*** Source document Section Begins ***

While it can happen that someone gets lost on the way to their surgery or gets up late on the morning of their surgery, the usual cause of surgical lateness is a misunderstanding of their surgery time and the needed time of arrival. Surgery time is when your operation is scheduled to begin but a sufficient amount of time is needed to get you ready for your operation beforehand. Generally, one to one and half hours is needed to get you ready so you should arrive at the facility with that much time beforehand. Arriving 15 minutes before your surgery is scheduled will likely get your actual surgery time pushed back (so the next operation can be done before you) or you may have to re-schedule for another day.

NOTHING TO EAT OR DRINK EIGHT (8) HOURS PRIOR TO SURGERY

This is an inviolate preoperative rule of surgery that, if misunderstood, may have life-threatening consequences. Food or liquids in the stomach may be vomited while being put to sleep, entering the lungs and causing a potential life-threatening pneumonia. For this reason, surgery is never performed without an empty stomach even if it is only a conscious sedation.

YOU WILL NEED TO BE TAKEN HOME BY SOMEONE AFTER SURGERY

Unless you are having a procedure under local anesthetic injections, the use of IV medication for sedation or general anesthesia requires that someone be available to take you home after surgery. It is simply not safe for you to drive home after an anesthetic. Taking a taxi home is also not permitted. The medical knowledge of most taxi drivers is probably very limited.

IF YOU ARE FROM OUT OF TOWN AND STAYING IN A HOTEL, SOMEONE WILL NEED TO STAY WITH YOU THE NIGHT AFTER SURGERY

It is not medically advisable to have you alone in a hotel room after any surgical procedure that required a general anesthetic. If you do not have someone, arrangements will need to be done to have you stay overnite in the surgery center or for a caretaker to stay with you in the hotel. These arrangements will need to be made in advance.

*** Source document Section Ends ***
*** Entries shown Section Begins ***

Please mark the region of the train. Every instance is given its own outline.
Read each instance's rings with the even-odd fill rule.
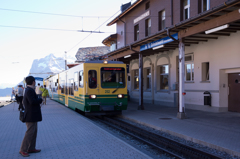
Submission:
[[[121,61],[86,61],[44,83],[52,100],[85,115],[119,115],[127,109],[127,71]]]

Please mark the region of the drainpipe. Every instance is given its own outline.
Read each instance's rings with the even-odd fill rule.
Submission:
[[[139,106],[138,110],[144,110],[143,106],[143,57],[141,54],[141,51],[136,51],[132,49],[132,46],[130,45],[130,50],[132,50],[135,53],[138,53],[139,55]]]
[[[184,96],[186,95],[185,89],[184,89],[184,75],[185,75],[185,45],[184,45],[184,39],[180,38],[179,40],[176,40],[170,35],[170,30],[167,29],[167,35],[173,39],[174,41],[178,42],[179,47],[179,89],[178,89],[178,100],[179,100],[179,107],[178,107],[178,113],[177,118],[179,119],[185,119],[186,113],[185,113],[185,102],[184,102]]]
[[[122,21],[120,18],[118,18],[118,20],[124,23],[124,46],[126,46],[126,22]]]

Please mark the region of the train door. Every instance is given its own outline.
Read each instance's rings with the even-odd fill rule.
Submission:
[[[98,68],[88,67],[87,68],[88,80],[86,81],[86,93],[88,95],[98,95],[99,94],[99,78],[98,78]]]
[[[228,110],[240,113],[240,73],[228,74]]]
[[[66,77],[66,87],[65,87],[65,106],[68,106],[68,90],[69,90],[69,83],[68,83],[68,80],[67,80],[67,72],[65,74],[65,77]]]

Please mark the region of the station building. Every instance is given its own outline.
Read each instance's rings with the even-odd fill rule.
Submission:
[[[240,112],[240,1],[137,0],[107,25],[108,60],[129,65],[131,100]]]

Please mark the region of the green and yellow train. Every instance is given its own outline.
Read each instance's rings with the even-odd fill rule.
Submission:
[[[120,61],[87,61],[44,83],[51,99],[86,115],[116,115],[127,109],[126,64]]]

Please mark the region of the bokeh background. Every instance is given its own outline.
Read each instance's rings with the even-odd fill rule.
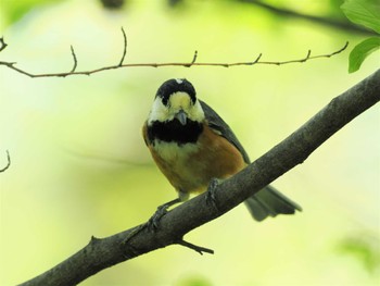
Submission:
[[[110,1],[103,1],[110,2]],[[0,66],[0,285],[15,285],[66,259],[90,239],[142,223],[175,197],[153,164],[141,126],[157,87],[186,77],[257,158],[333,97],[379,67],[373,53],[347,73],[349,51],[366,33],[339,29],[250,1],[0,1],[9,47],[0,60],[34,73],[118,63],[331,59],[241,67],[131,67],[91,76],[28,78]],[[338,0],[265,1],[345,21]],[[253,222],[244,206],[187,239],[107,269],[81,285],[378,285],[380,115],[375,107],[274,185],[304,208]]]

*** Entries shown Section Ends ***
*** Entries shown Section Begins ***

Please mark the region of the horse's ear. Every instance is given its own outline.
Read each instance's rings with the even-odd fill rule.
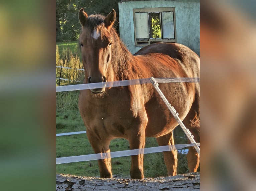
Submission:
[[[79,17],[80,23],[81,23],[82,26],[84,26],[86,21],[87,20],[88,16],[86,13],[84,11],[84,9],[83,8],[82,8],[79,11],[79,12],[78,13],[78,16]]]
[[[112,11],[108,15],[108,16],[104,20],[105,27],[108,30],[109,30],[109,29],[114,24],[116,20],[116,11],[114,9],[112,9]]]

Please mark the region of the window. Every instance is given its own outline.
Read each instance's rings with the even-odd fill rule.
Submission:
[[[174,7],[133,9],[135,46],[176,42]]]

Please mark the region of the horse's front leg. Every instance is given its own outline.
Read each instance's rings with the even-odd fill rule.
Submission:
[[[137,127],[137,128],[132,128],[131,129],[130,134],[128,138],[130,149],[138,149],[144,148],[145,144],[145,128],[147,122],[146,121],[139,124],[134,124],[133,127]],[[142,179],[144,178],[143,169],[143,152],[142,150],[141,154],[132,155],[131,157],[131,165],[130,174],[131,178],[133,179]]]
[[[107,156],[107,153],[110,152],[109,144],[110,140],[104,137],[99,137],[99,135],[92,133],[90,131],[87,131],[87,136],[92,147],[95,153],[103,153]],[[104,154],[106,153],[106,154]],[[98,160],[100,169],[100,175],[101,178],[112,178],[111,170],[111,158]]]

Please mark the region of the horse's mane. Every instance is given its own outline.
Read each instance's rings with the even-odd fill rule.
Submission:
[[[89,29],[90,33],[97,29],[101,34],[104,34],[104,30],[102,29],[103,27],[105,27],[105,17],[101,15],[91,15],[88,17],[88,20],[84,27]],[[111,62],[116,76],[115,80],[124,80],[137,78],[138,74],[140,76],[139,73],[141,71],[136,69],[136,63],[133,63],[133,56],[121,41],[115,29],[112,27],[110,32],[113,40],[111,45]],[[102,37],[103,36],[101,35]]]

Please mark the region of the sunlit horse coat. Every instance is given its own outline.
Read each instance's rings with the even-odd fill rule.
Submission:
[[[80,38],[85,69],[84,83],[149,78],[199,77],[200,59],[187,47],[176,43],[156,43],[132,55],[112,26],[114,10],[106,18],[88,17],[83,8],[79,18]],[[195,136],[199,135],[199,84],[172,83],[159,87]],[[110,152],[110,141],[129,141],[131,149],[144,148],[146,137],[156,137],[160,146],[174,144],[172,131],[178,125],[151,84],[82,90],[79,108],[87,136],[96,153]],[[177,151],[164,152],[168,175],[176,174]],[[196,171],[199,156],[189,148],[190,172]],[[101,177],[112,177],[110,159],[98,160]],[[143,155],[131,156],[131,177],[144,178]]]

*** Entries shown Section Ends ***

List every heading printed in all capital letters in the surgery preparation text.

- NOTHING TO EAT OR DRINK EIGHT (8) HOURS PRIOR TO SURGERY
- YOU WILL NEED TO BE TAKEN HOME BY SOMEONE AFTER SURGERY
- IF YOU ARE FROM OUT OF TOWN AND STAYING IN A HOTEL, SOMEONE WILL NEED TO STAY WITH YOU THE NIGHT AFTER SURGERY